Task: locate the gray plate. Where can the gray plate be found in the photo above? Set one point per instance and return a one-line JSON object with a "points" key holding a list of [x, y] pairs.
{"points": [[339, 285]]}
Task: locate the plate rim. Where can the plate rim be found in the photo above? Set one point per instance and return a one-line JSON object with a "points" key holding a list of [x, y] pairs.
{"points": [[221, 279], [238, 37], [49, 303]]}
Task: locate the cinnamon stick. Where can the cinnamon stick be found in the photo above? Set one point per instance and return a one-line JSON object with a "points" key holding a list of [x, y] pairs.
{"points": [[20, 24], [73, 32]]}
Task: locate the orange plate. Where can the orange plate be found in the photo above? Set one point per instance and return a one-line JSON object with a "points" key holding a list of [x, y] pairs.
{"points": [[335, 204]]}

****************

### PROBLEM DETAILS
Only the lines from the one with "Task: locate the orange" through the last line of the records belong in the answer, each copied exactly.

### THE COMPLETED TASK
Task: locate the orange plate. Where can the orange plate be found in the photo above? Set one point per instance and return a one-line JSON object with a "points" key holding a list of [x, y] pairs.
{"points": [[335, 204]]}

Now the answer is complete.